- Work to be completed -
Each line of the records that holds the word "coordinates" should be copied out.
'''
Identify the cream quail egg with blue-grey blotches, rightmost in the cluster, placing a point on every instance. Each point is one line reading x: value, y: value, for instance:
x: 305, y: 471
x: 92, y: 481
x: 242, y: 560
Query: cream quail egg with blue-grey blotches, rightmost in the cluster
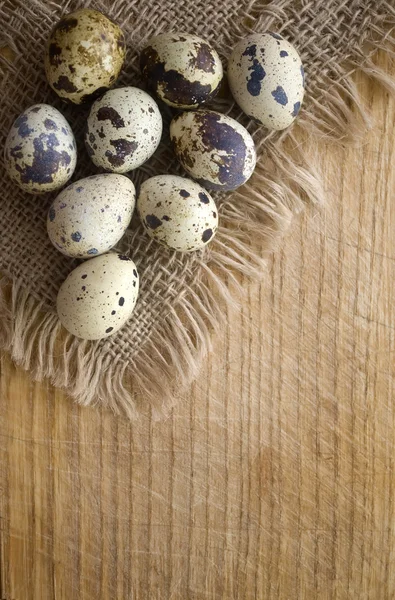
x: 266, y: 78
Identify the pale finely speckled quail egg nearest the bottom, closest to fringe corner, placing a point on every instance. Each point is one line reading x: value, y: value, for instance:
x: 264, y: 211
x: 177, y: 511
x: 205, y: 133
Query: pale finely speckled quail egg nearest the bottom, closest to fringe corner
x: 98, y: 297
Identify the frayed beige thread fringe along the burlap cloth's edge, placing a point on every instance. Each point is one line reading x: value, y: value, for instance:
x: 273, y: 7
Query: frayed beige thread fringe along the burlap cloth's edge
x: 171, y: 358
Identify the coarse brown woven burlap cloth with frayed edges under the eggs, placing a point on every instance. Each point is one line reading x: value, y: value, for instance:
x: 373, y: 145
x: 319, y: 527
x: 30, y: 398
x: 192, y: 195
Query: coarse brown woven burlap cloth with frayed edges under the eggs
x: 182, y: 298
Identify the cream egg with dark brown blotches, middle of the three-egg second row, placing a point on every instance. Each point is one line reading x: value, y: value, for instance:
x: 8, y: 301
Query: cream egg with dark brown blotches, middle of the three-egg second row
x: 124, y: 129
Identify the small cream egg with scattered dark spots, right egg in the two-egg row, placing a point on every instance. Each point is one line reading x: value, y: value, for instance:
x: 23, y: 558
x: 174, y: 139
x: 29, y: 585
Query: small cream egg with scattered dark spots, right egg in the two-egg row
x: 177, y: 212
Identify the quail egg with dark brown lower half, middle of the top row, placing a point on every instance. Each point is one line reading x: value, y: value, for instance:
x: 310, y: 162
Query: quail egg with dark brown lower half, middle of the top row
x: 183, y: 69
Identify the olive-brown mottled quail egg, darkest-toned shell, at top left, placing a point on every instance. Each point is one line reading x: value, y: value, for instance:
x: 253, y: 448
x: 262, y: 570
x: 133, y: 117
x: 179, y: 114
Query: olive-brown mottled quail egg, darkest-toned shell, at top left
x: 84, y: 55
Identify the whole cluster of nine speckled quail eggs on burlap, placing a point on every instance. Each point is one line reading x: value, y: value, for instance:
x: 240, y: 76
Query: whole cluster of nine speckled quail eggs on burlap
x: 83, y: 58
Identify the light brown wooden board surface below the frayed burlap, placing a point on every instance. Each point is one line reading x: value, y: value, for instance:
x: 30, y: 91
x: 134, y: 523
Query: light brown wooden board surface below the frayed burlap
x: 274, y: 477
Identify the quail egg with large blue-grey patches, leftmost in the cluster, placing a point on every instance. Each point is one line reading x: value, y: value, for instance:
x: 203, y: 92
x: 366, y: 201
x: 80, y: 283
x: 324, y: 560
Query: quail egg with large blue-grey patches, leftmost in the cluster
x: 40, y: 152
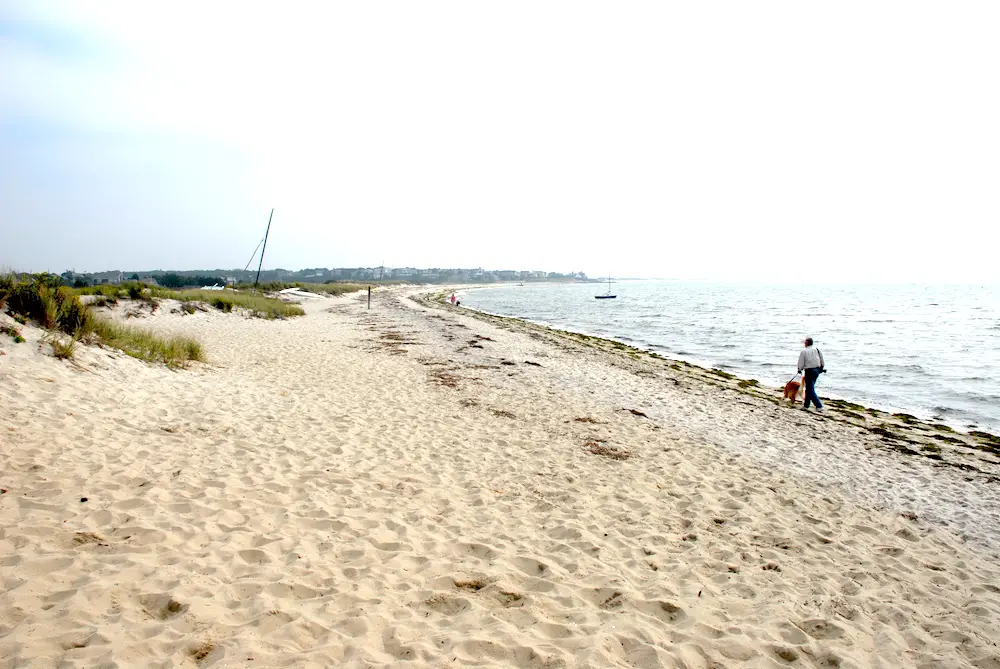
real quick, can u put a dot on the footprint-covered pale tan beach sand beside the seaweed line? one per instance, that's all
(415, 486)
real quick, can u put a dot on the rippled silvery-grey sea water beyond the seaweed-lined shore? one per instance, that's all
(929, 350)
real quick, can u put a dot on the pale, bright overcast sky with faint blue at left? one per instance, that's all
(753, 141)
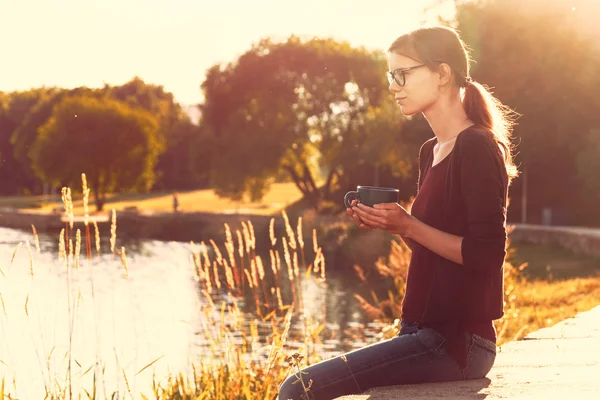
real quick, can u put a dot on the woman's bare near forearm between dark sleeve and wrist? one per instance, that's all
(442, 243)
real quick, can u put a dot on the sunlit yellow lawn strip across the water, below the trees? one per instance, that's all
(277, 198)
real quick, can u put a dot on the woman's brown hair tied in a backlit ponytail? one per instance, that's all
(441, 45)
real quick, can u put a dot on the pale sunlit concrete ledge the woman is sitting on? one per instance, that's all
(560, 362)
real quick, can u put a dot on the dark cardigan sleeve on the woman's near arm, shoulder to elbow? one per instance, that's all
(483, 183)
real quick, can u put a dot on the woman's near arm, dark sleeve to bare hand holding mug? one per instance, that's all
(483, 186)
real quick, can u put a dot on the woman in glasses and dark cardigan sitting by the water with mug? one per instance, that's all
(457, 229)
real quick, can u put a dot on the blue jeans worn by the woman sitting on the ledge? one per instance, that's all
(414, 356)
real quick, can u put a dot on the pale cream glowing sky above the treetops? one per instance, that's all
(70, 43)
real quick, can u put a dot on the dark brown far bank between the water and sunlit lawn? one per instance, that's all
(342, 244)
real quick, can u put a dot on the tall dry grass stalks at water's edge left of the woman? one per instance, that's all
(231, 368)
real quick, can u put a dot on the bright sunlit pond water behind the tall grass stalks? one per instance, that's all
(116, 323)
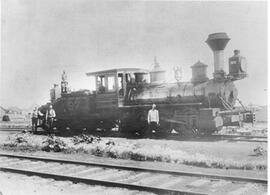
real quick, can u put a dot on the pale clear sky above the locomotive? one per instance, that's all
(40, 39)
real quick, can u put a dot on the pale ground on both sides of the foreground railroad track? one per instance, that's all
(216, 157)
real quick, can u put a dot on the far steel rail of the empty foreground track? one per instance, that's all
(132, 168)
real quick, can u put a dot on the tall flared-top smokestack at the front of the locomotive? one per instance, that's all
(217, 42)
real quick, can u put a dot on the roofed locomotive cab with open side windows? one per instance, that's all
(116, 86)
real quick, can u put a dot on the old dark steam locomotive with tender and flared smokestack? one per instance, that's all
(123, 97)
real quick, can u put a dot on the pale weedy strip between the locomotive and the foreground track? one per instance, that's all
(212, 154)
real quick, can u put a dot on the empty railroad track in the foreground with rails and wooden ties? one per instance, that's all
(143, 179)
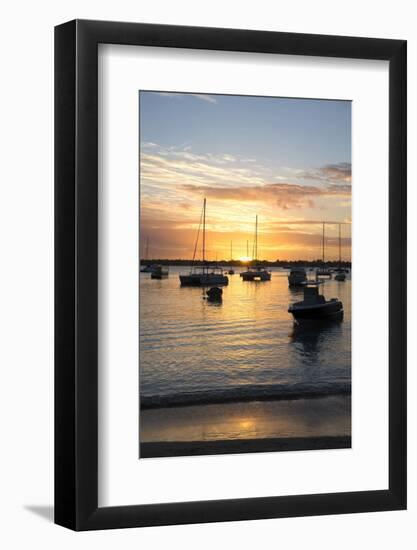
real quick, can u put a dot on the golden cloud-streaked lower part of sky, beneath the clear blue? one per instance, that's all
(175, 179)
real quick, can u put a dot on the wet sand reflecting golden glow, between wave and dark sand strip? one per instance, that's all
(297, 418)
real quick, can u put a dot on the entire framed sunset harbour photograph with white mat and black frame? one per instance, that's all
(230, 337)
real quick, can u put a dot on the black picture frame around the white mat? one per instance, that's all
(76, 272)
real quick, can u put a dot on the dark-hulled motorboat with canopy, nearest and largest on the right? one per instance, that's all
(315, 307)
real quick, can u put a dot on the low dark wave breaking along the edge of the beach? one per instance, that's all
(245, 393)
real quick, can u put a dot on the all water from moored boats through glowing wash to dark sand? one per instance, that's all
(202, 363)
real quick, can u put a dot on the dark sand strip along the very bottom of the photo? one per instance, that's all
(195, 448)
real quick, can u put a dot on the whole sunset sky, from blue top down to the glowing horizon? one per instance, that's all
(286, 160)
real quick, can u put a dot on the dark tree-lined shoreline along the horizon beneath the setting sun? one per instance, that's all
(237, 263)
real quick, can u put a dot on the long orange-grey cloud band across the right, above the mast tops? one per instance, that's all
(284, 195)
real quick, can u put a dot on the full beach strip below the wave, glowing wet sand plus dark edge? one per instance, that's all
(293, 425)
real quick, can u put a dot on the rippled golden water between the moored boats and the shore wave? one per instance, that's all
(245, 347)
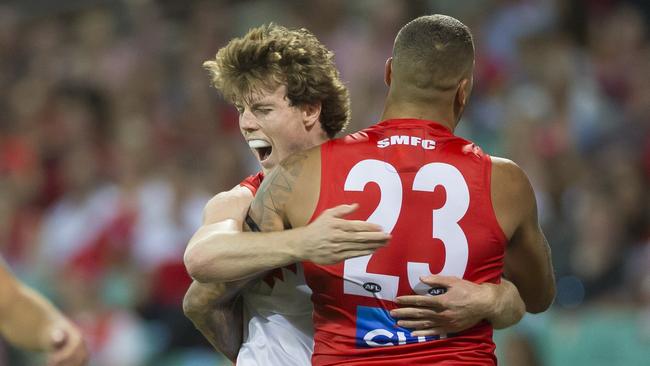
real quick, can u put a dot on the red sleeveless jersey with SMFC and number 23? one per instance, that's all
(431, 190)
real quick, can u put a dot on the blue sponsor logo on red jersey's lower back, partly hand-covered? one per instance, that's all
(376, 328)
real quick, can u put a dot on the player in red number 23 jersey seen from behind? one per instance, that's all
(450, 208)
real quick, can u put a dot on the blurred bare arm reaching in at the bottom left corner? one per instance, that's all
(29, 321)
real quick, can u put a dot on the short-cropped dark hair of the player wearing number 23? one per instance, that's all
(433, 51)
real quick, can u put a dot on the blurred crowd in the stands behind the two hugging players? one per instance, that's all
(111, 141)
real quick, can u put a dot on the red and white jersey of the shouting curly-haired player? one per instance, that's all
(277, 314)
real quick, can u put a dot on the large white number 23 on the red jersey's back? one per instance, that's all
(358, 281)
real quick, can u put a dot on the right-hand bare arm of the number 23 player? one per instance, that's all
(527, 260)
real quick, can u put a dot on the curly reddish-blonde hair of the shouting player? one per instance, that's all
(271, 55)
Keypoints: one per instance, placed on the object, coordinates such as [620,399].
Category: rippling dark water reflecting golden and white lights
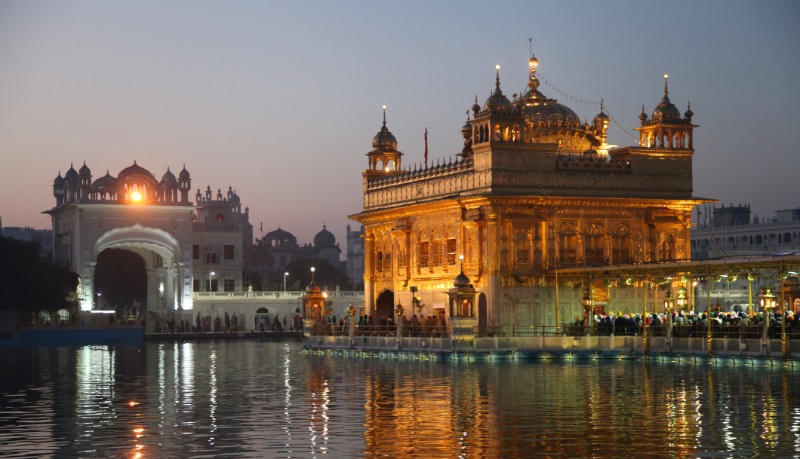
[267,399]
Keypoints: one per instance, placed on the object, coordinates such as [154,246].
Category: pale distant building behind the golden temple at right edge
[728,232]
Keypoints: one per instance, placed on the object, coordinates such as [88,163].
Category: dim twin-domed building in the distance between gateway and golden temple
[277,249]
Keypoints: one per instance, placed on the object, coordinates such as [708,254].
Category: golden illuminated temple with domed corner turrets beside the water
[533,190]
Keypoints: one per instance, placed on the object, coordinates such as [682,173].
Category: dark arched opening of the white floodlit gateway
[121,284]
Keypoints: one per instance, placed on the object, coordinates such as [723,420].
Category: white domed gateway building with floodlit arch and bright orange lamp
[184,247]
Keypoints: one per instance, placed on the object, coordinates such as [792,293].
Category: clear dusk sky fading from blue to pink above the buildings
[281,100]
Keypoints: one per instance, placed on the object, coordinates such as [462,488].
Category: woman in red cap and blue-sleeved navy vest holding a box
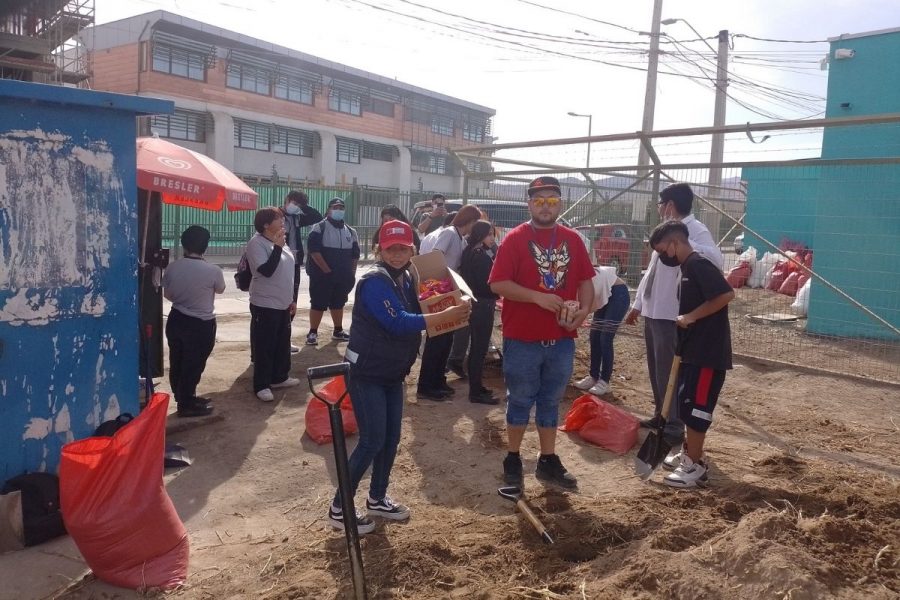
[384,342]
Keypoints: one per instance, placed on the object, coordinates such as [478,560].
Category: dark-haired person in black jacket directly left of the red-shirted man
[477,261]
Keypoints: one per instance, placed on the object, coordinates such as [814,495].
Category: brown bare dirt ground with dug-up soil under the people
[804,500]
'''
- Written response -
Keypoints: one per instance, placed on the object, coordinates such as [620,399].
Keypoints: one per instance, placed on the object, coordinates such as [154,246].
Keypoints: one per instance, placed on the object, coordinates such as [88,163].
Keypoints: one per instance, placed on the object, coordinates such as [708,254].
Keypoints: one per instance, placed on the object, coordinates such as [682,173].
Keypoints: one per instance, placed on the object, coordinates such as [723,420].
Keypoints: one per instance, placed on the object, coordinates such as [792,293].
Keypoints: one per instance, placed on the object, coordinates such as [462,488].
Keypoints: one per instance, placed on the object, coordinates such as [478,560].
Keypoints: one per instance, placed on the object, coordinates such as [814,495].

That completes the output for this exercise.